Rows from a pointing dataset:

━━━━━━━━━━━━━━━━━━━━━━━━━━━━━━

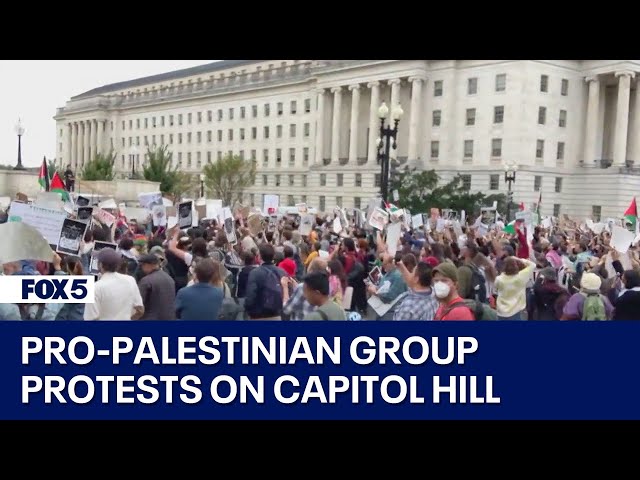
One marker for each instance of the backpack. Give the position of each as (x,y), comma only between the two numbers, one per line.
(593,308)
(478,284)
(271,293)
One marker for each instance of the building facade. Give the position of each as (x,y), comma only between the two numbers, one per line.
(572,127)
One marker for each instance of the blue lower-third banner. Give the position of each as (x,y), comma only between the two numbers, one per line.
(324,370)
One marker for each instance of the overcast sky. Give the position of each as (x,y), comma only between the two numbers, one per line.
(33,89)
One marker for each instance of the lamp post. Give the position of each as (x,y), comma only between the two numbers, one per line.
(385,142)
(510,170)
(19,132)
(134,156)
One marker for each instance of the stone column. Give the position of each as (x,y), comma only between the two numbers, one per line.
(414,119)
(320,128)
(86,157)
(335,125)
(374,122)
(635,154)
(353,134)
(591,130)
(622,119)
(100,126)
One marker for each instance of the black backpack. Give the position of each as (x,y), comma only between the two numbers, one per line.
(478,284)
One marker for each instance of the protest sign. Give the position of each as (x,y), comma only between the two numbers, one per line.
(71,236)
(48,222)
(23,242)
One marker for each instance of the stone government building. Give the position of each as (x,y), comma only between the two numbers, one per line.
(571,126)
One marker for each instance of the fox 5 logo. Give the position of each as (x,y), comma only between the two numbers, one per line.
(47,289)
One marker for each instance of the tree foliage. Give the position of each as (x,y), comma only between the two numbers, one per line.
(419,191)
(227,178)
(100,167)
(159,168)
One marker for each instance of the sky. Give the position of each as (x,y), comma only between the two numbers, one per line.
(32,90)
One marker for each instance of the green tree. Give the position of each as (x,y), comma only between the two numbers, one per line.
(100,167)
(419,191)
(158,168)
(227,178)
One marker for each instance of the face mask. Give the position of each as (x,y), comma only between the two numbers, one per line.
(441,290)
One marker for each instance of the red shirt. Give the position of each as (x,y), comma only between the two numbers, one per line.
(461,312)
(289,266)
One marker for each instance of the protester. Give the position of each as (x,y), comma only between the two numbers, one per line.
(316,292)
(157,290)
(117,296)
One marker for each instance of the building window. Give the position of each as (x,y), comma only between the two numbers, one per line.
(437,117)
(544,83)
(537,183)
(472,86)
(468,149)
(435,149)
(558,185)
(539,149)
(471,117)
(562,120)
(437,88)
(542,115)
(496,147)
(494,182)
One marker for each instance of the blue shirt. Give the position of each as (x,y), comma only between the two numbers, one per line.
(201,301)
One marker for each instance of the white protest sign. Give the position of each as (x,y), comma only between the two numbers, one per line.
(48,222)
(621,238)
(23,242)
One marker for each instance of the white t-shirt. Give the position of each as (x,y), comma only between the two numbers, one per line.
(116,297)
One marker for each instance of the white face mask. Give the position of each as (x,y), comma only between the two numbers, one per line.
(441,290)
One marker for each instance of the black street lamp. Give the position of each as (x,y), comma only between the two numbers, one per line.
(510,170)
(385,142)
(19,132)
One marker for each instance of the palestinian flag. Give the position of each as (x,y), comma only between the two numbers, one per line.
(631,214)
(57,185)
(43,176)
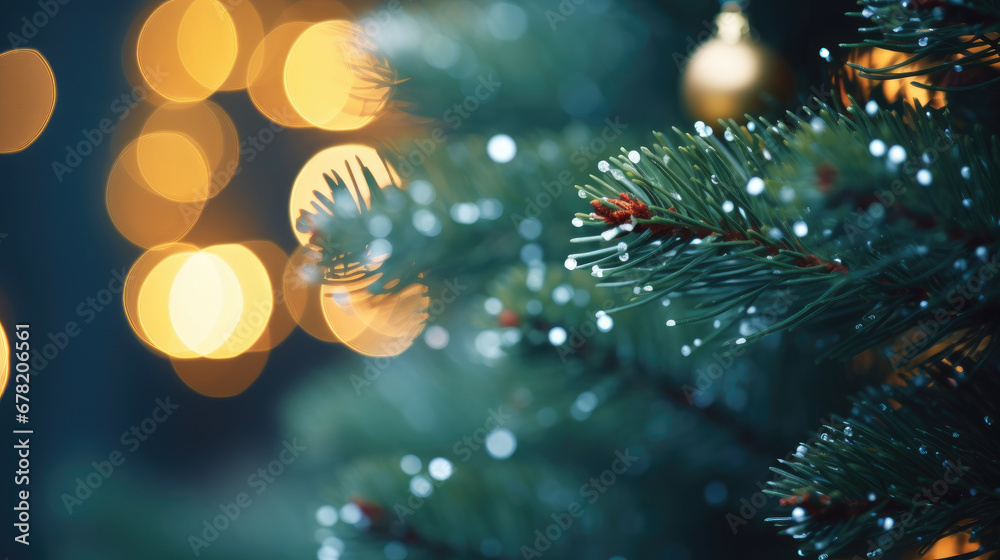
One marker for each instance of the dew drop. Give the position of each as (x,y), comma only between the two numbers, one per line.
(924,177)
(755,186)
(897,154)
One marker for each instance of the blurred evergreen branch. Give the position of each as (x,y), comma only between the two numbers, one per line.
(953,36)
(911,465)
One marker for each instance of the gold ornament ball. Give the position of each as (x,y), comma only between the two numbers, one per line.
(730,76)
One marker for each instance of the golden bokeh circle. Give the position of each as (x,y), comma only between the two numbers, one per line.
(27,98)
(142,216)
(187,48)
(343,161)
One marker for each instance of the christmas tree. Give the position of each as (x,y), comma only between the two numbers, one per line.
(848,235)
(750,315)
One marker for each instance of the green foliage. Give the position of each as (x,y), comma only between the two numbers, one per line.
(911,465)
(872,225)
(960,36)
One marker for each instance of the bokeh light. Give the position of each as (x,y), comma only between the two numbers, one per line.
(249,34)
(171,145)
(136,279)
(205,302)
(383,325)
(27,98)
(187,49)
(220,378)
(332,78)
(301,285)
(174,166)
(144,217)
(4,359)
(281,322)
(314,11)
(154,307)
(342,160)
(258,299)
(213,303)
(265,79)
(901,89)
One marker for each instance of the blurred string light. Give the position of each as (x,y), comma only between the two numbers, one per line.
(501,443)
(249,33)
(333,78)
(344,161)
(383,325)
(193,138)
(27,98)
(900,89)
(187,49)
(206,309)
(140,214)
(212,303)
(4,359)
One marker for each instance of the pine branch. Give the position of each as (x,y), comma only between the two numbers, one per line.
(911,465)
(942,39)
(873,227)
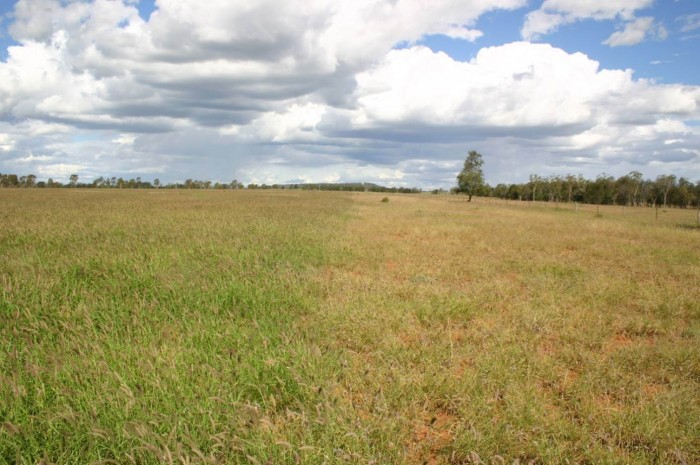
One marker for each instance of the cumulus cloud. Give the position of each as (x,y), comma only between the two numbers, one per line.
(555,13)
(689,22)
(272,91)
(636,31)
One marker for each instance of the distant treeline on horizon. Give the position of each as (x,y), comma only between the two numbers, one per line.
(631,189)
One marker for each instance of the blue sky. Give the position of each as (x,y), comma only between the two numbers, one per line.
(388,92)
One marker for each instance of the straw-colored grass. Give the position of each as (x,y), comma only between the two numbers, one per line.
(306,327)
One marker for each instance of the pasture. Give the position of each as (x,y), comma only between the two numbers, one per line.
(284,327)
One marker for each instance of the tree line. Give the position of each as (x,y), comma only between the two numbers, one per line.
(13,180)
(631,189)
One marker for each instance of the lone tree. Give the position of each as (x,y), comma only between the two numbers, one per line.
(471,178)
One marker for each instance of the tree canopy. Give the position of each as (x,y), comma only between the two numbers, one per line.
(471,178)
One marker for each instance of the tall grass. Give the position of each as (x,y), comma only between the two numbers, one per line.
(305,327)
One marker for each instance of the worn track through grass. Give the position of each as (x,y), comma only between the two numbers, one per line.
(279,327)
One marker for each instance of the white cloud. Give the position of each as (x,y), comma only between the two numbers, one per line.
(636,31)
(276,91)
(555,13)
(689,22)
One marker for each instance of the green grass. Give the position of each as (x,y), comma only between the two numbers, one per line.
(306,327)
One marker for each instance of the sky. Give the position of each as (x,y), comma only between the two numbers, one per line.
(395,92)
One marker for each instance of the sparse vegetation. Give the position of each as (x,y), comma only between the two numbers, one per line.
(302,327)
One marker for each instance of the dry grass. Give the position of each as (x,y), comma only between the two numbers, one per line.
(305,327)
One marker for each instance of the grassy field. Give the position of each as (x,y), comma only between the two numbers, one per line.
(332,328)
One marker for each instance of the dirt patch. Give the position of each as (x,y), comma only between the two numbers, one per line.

━━━━━━━━━━━━━━━━━━━━━━━━━━━━━━

Extract, exactly as they appear, the lines from the one containing "One marker for each instance of the pasture." through the final line.

One marker for each instance of the pasture. Give the position of each as (x,y), comma only between the two numbers, one per line.
(284,327)
One marker for each instance of the tree line. Give the position of each as (x,y), comma only between the two numbers, one per line.
(13,180)
(631,189)
One marker for each instance of the lone tree. Give the position of each as (x,y), comma only between the two numbers, one per line.
(471,178)
One marker for each instance of the tree canopy. Give the position of each as (x,y), comma only between the two numbers, one per line.
(471,178)
One marker for each instance of the tall grass. Give the position of each as (x,y), comma only between the two numbers, one per line.
(305,327)
One marker for each instance of the worn track through grass. Give the position of each as (x,y), comma only between the two numbers, one per line.
(279,327)
One marker for each instance of the white cloud. Give the position of each as (x,y), comma only between the two numbers, one per line.
(636,31)
(276,91)
(555,13)
(689,22)
One marker for each instance of the green grass. Give the position of each as (x,y), comma only between the two numbers, one per line.
(306,327)
One marker for each instance of the sky. Give the position of each as (x,y), comma only between the two numbers, one per line.
(395,92)
One marker for each instance of the sparse vegetation. Give the position of each as (x,y), comma only between the two numbers, one per line.
(302,327)
One marker for each instance of the dry grass. Give the position of each as (x,y), comma only between the two numbers, one per line.
(305,327)
One marker for each instance of the grassy field. Give the position of each as (x,y), comma only between the two numbers, one per line.
(332,328)
One marker for each instance of the dirt patch. Give the position of each as (x,y), comma only between the two numbers, one per line.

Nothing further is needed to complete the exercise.